- _PROBLEM TO SOLVE_: Return the blog post below on using school books word for word, from start to finish.

Thursday, July 03, 2014

Using School Books, Part One

This month's Charlotte Mason blog carnivals are based on her Volume 3, Chapter 16, How to Use School Books.  The first one was posted yesterday at I Will Lift Up Mine Eyes Unto the Hills, but there will be another on the same chapter in two weeks.  So I'm going to work through that topic too, over the next few posts.

Point One:  Charlotte says that first we should have "cleared our minds as to the end we have in view." 

In some cases, discussion could stop right there while we work that one out.  Do we know where we're going?  What's it all about?  But she assumes that, having read and given thought to the previous fifteen chapters, we're good to go.

Point Two: "We ask ourselves––'Is there any fruitful idea underlying this or that study that the children are engaged in?'" The key word here is "idea."  "Some great thought of life."  We are looking for subjects and studies that encourage the development of intellectual habit and "muscle," but (she says about three times here), it's not about "faculties," it's about "persons" and relationships.  Making connections.  Discovering "other minds."

Mr. Fixit and I were watching Foyle's War the other night, and there was a scene in which a character named Willis is being interviewed for a position with the secret service.  The department head turns Willis down because he didn't go to the right schools, but Foyle remarks, "I understand we're looking for people who are astute, with an ability to see the other person's point of view."  (Later in the episode, Willis has the opportunity to prove Foyle right.)   

That's the definition of "education" that this chapter is taking.  You cannot make wise judgments if you do not have the imagination to see that there can be more than one side to an issue.  And you cannot develop that imagination without wide experience, both real-life and through the medium of books (even if it's just Jemima Puddleduck). It is not even, always, an imagination that allows only pleasant, sympathetic, optimistic views of people and their motives.  For fictional detectives like DCS Foyle, Brother Cadfael, and Agatha Christie's Miss Marple, it's imagination that allows them to try to think like the criminal and (usually) solve the case.

- _DATA SHOWN_:
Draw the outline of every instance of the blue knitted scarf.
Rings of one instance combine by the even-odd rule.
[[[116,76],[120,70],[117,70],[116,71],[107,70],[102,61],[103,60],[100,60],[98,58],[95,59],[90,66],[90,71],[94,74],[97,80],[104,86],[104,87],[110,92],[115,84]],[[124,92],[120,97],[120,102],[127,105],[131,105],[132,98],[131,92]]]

- _WRITTEN ANSWER_:
Thursday, July 03, 2014

Using School Books, Part One

This month's Charlotte Mason blog carnivals are based on her Volume 3, Chapter 16, How to Use School Books.  The first one was posted yesterday at I Will Lift Up Mine Eyes Unto the Hills, but there will be another on the same chapter in two weeks.  So I'm going to work through that topic too, over the next few posts.

Point One:  Charlotte says that first we should have "cleared our minds as to the end we have in view." 

In some cases, discussion could stop right there while we work that one out.  Do we know where we're going?  What's it all about?  But she assumes that, having read and given thought to the previous fifteen chapters, we're good to go.

Point Two: "We ask ourselves––'Is there any fruitful idea underlying this or that study that the children are engaged in?'" The key word here is "idea."  "Some great thought of life."  We are looking for subjects and studies that encourage the development of intellectual habit and "muscle," but (she says about three times here), it's not about "faculties," it's about "persons" and relationships.  Making connections.  Discovering "other minds."

Mr. Fixit and I were watching Foyle's War the other night, and there was a scene in which a character named Willis is being interviewed for a position with the secret service.  The department head turns Willis down because he didn't go to the right schools, but Foyle remarks, "I understand we're looking for people who are astute, with an ability to see the other person's point of view."  (Later in the episode, Willis has the opportunity to prove Foyle right.)   

That's the definition of "education" that this chapter is taking.  You cannot make wise judgments if you do not have the imagination to see that there can be more than one side to an issue.  And you cannot develop that imagination without wide experience, both real-life and through the medium of books (even if it's just Jemima Puddleduck). It is not even, always, an imagination that allows only pleasant, sympathetic, optimistic views of people and their motives.  For fictional detectives like DCS Foyle, Brother Cadfael, and Agatha Christie's Miss Marple, it's imagination that allows them to try to think like the criminal and (usually) solve the case.